## Your instructions
Provide the data again exactly, including every line that follows.

## Stored data entries
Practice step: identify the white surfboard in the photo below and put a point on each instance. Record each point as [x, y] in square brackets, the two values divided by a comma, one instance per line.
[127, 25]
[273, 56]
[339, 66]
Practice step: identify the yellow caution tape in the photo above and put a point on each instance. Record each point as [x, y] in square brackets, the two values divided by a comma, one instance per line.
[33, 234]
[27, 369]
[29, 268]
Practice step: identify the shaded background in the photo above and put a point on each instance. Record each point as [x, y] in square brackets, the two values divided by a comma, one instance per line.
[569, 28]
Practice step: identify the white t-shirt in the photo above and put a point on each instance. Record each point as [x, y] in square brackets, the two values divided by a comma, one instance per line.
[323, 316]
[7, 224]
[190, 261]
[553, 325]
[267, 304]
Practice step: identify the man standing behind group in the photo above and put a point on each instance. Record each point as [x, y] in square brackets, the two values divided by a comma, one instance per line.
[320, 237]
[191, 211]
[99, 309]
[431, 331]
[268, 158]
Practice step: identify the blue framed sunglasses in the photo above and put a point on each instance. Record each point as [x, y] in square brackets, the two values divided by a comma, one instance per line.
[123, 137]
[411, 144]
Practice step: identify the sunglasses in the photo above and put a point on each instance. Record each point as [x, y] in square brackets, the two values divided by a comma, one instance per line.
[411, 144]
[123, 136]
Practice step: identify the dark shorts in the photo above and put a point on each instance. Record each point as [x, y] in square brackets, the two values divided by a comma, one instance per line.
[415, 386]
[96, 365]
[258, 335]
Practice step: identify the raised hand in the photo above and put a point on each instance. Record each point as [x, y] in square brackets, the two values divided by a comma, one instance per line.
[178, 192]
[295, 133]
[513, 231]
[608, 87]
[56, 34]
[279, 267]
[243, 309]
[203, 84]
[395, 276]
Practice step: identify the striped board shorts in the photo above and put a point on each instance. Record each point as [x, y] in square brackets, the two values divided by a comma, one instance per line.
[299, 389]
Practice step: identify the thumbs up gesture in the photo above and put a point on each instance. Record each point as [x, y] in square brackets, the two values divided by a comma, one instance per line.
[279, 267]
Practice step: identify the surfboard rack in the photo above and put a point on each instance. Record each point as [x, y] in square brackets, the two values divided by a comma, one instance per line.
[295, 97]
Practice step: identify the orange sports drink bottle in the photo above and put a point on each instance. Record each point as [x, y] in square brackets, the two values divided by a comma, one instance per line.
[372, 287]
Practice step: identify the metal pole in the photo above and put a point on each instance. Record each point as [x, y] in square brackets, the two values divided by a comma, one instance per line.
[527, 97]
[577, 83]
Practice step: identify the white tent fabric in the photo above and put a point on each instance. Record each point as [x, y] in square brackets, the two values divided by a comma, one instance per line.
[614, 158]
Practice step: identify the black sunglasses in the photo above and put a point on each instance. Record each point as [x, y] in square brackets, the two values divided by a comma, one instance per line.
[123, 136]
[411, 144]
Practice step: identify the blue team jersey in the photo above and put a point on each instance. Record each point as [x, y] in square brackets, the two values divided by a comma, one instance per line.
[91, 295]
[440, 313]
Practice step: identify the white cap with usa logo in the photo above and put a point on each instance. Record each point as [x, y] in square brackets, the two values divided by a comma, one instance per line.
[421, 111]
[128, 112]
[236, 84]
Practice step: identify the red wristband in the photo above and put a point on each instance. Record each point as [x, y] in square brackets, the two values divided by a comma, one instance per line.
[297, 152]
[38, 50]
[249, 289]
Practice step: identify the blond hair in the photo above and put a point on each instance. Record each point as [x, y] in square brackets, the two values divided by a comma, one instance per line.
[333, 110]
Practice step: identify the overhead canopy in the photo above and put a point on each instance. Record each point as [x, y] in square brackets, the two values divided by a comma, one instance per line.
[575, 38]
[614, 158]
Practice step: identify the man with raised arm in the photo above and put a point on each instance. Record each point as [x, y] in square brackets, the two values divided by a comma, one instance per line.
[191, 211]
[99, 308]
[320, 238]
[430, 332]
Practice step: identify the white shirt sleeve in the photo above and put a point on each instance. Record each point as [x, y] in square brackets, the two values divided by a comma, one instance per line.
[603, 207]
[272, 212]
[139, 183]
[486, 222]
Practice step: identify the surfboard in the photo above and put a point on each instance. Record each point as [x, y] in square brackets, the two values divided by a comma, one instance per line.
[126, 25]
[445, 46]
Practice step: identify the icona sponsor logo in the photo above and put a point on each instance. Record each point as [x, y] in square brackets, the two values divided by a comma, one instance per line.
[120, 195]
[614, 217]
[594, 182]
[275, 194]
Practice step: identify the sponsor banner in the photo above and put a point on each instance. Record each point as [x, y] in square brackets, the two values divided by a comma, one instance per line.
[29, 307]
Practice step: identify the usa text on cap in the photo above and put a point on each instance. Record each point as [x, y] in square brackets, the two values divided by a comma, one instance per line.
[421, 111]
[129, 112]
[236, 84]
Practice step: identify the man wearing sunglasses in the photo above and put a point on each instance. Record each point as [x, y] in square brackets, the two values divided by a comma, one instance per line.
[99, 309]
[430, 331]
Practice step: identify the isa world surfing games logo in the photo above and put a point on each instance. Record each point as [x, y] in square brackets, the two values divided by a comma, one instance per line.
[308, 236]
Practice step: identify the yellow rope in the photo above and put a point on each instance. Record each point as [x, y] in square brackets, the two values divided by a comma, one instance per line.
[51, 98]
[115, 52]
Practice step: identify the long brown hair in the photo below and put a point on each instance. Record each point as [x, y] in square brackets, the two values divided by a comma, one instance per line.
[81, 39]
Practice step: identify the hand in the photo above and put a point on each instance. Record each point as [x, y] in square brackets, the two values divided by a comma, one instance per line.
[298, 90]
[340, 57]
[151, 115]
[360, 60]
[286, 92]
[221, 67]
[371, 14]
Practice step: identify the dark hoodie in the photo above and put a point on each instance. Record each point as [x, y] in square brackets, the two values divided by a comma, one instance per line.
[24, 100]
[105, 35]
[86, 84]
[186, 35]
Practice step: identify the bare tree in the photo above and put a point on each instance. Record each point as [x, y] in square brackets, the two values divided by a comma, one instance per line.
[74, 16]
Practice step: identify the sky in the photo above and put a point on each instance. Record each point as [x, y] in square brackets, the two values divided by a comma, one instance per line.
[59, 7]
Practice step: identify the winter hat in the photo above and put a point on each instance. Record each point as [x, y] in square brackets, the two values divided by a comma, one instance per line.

## Expected answer
Practice step: identify the white surfboard in the photo below and put a point on each instance. Record each point as [x, y] in square brackets, the two values divided by a comma, one instance per line.
[127, 25]
[273, 56]
[339, 66]
Practice step: identify the yellow caution tape in the photo above and put a point on each instance. Record each point as [x, y] in square brackets, the two values divided by a comma, one instance per line.
[33, 234]
[27, 369]
[29, 268]
Practice step: identify the shaded background in the photo above and put a point on each instance. Record each point as [x, y] in square brackets, the two values divided by a comma, one instance per line.
[569, 28]
Practice step: identify the white t-shirt in the photo above and put a point on each instance. Record each point as [x, y] in square brackets, the two values divided by a comma, one instance per line.
[323, 316]
[7, 224]
[190, 261]
[553, 325]
[267, 304]
Practice step: identify the man standing behind group in the photo above and put a point on each instance. Record each point as [x, y] in square brackets, the two values divided by a comma, one instance per line.
[320, 237]
[191, 211]
[99, 309]
[431, 331]
[268, 158]
Practice step: identify the blue framed sunglasses in the photo above and put a point on each instance. Record each point as [x, y] in square brackets, the two values divided by a comma, one instance per line.
[123, 137]
[411, 144]
Practice step: identify the sunglasses in the photo above and put a point on each instance. Record each point as [x, y] in square brackets, the two values divided by a comma, one instance per line.
[411, 144]
[123, 136]
Practice step: identify the dark shorts in the photo above and put a point on each instance. Record each point as [x, y] in square brackets, the two values divided by a comma, one instance per line.
[415, 386]
[96, 365]
[258, 335]
Practice step: identify the raised hand in the photo above and put a point on each instance. Record each point as [x, y] in square brackets, the two values divided by a comma, one instance per line.
[178, 192]
[295, 133]
[513, 231]
[608, 87]
[56, 34]
[279, 267]
[243, 309]
[203, 84]
[395, 276]
Practice step: identify the striped board shorts in the photo above and put a point on each instance. Record each point as [x, y] in square brackets, the two values divided by a comma, one instance per line.
[299, 389]
Practice step: identify the thumbs up gesture in the photo above and put a point on each instance. Record each point as [x, y] in square brackets, the two values divided by a comma, one instance per line.
[279, 267]
Practice step: identify the surfboard rack in the photo above and put a point on each instance. Record each point as [x, y] in square brackets, the two values divided by a comma, one instance per line.
[295, 97]
Practice step: identify the orange sports drink bottle in the photo above and put a point on each instance. Record each point as [x, y] in square brackets, the two values divided by a comma, one instance per line.
[372, 287]
Practice step: identify the metal pole in the photo above and put a point on each instance. Record each point as [x, y] in square brackets, the two values divided by a comma, one instance per line.
[527, 97]
[577, 83]
Practice step: identify the white tent fabric in the photo above and put a point on each instance. Record each point as [x, y] in square brackets, the two values divided by a comma, one instance per line.
[614, 158]
Practice step: identify the black sunglasses in the photo above and put a point on each instance. Record each point as [x, y] in square brackets, the two values divided by a comma, one instance per line.
[123, 136]
[411, 144]
Practice step: identify the blue team jersey in the photo above and put a point on each instance. Record each point as [x, y] in square brackets, the two values divided by a comma, one instance per line.
[91, 295]
[440, 313]
Practice step: identify the white cap with usa logo in the photo above and put a point on each instance. Record each point as [x, y] in square brackets, the two values divided by a comma, one instance per line.
[421, 111]
[128, 112]
[236, 84]
Practice step: identify the red wristband in the photo above and put a point on each instance. Record each point as [x, y] in square brackets, the two values divided by a comma, one instance per line.
[297, 152]
[38, 50]
[249, 289]
Practice step: identify the blond hair in the photo above and put a point on each instance. Record each point as [x, y] in square brackets, the two values divided by a comma, one instance per line.
[333, 110]
Practice step: identify the overhead canopy in the photo above and put a point on each instance. Record each point as [x, y] in square brackets, the two values divided by a comma, one instance per line.
[575, 38]
[614, 158]
Practice step: identify the man with raised arm in the photo above and put a point on each instance. Record each point as [x, y] in square brackets, the two values divided by a comma, one instance per line.
[191, 211]
[99, 308]
[320, 238]
[430, 332]
Practice step: identify the white shirt sleeve in the photo above and put a point on each instance. Record each point as [x, y] in square brackets, the two values divided by a comma, one instance per line.
[603, 207]
[272, 212]
[139, 183]
[486, 222]
Practice step: identify the surfboard in the photo above and put a point on each instance. Record each point as [x, y] in square brackets, the two values divided by a comma, one instance per line.
[126, 25]
[445, 46]
Practice step: identify the icona sponsor logo in the photo above and put a point on each instance. Record each point as [x, y] in square brackets, the two values divided by a comma, one instance per line.
[120, 195]
[614, 217]
[594, 182]
[275, 194]
Practice step: identify the sponsor banner in the photo above and put a point on each instance. Record each point as [x, y] in square brackets, the two values divided by a comma, one instance per line.
[29, 307]
Practice step: identify the usa text on cap in the photo above and put a point on each instance. Record each point as [x, y] in square brackets, the two values divided by a comma, one instance per line.
[421, 111]
[129, 112]
[236, 84]
Practice step: identify the man wearing sunglasses in the photo above and put a point on each instance. Record each point as [x, y] in square brackets, the two values divided by a comma, one instance per line.
[99, 309]
[430, 331]
Practice step: identify the isa world surfing games logo in the photo above and put a point on each instance. Record each point as [x, y] in square brackets, the two values divided by a comma, one instance per line.
[308, 236]
Practice step: identify the yellow rope in the photo above and put a point on each instance. Record each point as [x, y] in square brackets, the two values divided by a comma, one instance per line.
[51, 98]
[115, 52]
Practice step: identify the long brown hair in the photo below and put a point on each instance. Record each point as [x, y] in square brackets, the two values divided by a comma, one instance per line.
[81, 39]
Practice step: identify the hand in the photo above and put a point on each instance. Record each point as [x, y] in square brackets, the two values divided by a comma, one instance per line.
[298, 90]
[340, 57]
[151, 115]
[360, 60]
[286, 92]
[221, 67]
[371, 14]
Practice step: identify the dark hoodie in the photo above and put a point on each instance. Record each point as [x, y] in square brackets, the two values divided by a comma, one instance per line.
[24, 100]
[105, 35]
[86, 84]
[186, 35]
Practice step: identify the bare tree in the photo above and put a point on each instance. Record each point as [x, y] in square brackets, the two values divided by a comma, one instance per line.
[74, 16]
Practice step: identify the sky in the photo above and put a point on each instance. Record each point as [x, y] in square brackets, the two values divided by a comma, one instance per line.
[59, 7]
Practice step: identify the winter hat in the photo above and put a point on each instance. Record each point as [x, y] in square brackets, the two values divided by a comma, one instance per line.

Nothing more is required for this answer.